═══ PROVIDED ENTRIES ═══

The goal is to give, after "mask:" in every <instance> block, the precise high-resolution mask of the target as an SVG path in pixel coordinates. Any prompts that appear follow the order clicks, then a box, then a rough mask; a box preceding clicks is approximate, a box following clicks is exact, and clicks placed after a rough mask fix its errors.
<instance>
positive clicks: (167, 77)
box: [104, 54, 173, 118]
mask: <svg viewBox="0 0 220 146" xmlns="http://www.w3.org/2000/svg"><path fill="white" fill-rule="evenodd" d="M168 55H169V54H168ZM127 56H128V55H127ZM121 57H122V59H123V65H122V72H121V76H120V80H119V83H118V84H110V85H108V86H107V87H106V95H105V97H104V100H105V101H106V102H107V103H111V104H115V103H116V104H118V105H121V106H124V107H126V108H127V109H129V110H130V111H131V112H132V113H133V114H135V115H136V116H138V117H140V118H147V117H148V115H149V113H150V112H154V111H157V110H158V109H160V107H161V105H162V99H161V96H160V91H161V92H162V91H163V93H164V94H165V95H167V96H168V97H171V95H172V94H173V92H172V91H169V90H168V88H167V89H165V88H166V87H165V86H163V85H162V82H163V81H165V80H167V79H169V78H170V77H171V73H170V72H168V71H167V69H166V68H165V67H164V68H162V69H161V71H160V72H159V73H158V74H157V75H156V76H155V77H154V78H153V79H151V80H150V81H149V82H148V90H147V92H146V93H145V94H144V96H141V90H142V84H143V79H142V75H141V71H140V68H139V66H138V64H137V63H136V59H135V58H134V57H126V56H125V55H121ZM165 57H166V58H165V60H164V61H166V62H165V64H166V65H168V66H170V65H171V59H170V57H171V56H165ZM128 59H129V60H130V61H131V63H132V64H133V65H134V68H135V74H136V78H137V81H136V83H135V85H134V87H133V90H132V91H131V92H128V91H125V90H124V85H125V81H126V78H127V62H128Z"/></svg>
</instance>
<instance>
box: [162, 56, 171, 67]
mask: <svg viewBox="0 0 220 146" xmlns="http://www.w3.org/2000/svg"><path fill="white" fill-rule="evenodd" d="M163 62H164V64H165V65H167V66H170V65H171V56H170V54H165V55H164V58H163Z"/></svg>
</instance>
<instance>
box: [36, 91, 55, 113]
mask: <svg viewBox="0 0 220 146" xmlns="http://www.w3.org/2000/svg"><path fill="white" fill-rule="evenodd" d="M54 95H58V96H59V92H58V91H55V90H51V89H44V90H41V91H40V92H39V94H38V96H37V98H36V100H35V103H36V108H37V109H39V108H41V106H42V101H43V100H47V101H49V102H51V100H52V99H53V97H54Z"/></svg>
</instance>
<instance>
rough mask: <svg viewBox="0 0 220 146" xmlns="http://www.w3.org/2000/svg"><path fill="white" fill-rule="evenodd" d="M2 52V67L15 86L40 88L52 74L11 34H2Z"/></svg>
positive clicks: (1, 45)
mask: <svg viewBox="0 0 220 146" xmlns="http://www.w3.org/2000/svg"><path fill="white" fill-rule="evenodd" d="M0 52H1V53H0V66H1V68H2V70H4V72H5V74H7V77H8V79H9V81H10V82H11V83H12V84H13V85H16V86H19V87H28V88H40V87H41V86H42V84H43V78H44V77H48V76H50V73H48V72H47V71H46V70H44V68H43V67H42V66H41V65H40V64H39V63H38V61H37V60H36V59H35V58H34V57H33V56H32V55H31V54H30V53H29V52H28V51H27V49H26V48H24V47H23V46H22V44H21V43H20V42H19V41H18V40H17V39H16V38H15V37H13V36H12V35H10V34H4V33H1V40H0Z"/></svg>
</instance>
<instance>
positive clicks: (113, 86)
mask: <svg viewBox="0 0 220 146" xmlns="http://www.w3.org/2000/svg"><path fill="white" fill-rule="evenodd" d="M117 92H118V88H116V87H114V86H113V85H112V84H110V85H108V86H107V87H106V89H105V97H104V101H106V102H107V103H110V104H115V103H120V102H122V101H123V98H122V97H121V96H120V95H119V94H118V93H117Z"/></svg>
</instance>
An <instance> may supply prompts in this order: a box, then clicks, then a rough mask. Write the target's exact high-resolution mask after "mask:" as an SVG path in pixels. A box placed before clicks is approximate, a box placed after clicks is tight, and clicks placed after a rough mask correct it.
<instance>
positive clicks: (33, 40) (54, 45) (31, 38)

═══

_EXERCISE DESCRIPTION_
Output all records exactly, with nothing added or dropped.

_SOLVED EXERCISE_
The goal is to give, after "mask:" in every <instance> block, the precise high-resolution mask of the target as an SVG path in pixel coordinates. Any prompts that appear follow the order clicks, then a box, then a rough mask; a box preceding clicks is approximate, a box following clicks is exact, and clicks placed after a rough mask fix its errors.
<instance>
positive clicks: (167, 77)
box: [104, 54, 173, 118]
mask: <svg viewBox="0 0 220 146" xmlns="http://www.w3.org/2000/svg"><path fill="white" fill-rule="evenodd" d="M168 55H169V54H168ZM127 56H128V55H127ZM121 57H122V59H123V65H122V72H121V76H120V80H119V83H118V84H110V85H108V86H107V87H106V95H105V97H104V100H105V101H106V102H107V103H111V104H115V103H116V104H118V105H121V106H124V107H126V108H127V109H129V110H130V111H131V112H132V113H133V114H135V115H136V116H138V117H140V118H147V117H148V115H149V113H150V112H154V111H157V110H158V109H160V107H161V105H162V99H161V96H160V91H161V92H162V91H163V93H164V94H165V95H167V96H168V97H171V95H172V94H173V92H172V91H169V90H168V88H167V89H165V88H166V87H165V86H163V85H162V82H163V81H165V80H167V79H169V78H170V77H171V73H170V72H168V71H167V69H166V68H165V67H164V68H162V69H161V71H160V72H159V73H158V74H157V75H156V76H155V77H154V78H153V79H151V80H150V81H149V82H148V90H147V92H146V93H145V94H144V96H141V90H142V84H143V79H142V75H141V71H140V68H139V66H138V64H137V63H136V59H135V58H134V57H126V56H125V55H121ZM165 57H166V58H165V60H164V61H166V62H165V64H166V65H168V66H170V65H171V59H170V57H171V56H165ZM128 59H129V60H130V61H131V63H132V64H133V65H134V68H135V74H136V78H137V81H136V83H135V85H134V87H133V90H132V91H131V92H128V91H125V90H124V85H125V81H126V78H127V62H128Z"/></svg>
</instance>
<instance>
box: [162, 56, 171, 67]
mask: <svg viewBox="0 0 220 146" xmlns="http://www.w3.org/2000/svg"><path fill="white" fill-rule="evenodd" d="M163 62H164V64H165V65H167V66H170V65H171V56H170V54H165V55H164V58H163Z"/></svg>
</instance>
<instance>
box: [36, 91, 55, 113]
mask: <svg viewBox="0 0 220 146" xmlns="http://www.w3.org/2000/svg"><path fill="white" fill-rule="evenodd" d="M54 95H58V96H59V92H58V91H55V90H51V89H44V90H41V91H40V92H39V94H38V96H37V98H36V100H35V103H36V108H37V109H39V108H41V106H42V101H43V100H47V101H49V102H51V100H52V99H53V97H54Z"/></svg>
</instance>
<instance>
rough mask: <svg viewBox="0 0 220 146" xmlns="http://www.w3.org/2000/svg"><path fill="white" fill-rule="evenodd" d="M2 52V67L15 86L40 88L52 74L11 34H2Z"/></svg>
positive clicks: (1, 45)
mask: <svg viewBox="0 0 220 146" xmlns="http://www.w3.org/2000/svg"><path fill="white" fill-rule="evenodd" d="M0 52H1V53H0V66H1V68H2V70H4V72H5V74H7V77H8V79H9V81H10V82H11V83H12V84H13V85H16V86H19V87H28V88H40V87H41V86H42V84H43V78H44V77H48V76H50V73H48V72H47V71H46V70H44V68H43V67H42V66H41V65H40V64H39V63H38V61H37V60H36V59H35V58H34V57H33V56H32V55H31V54H30V53H29V52H28V51H27V49H26V48H24V47H23V46H22V44H21V43H20V42H19V41H18V40H17V39H16V38H15V37H13V36H12V35H10V34H4V33H1V40H0Z"/></svg>
</instance>
<instance>
positive clicks: (113, 86)
mask: <svg viewBox="0 0 220 146" xmlns="http://www.w3.org/2000/svg"><path fill="white" fill-rule="evenodd" d="M117 92H118V88H116V87H114V86H113V85H112V84H110V85H108V86H107V87H106V89H105V97H104V101H106V102H107V103H110V104H115V103H120V102H122V101H123V98H122V97H121V96H120V95H119V94H118V93H117Z"/></svg>
</instance>
An <instance> may supply prompts in this order: a box, then clicks, then a rough mask. Write the target's exact high-resolution mask after "mask:" as an SVG path in pixels. A box placed before clicks is approximate, a box placed after clicks is tight, and clicks placed after a rough mask correct it.
<instance>
positive clicks: (33, 40) (54, 45) (31, 38)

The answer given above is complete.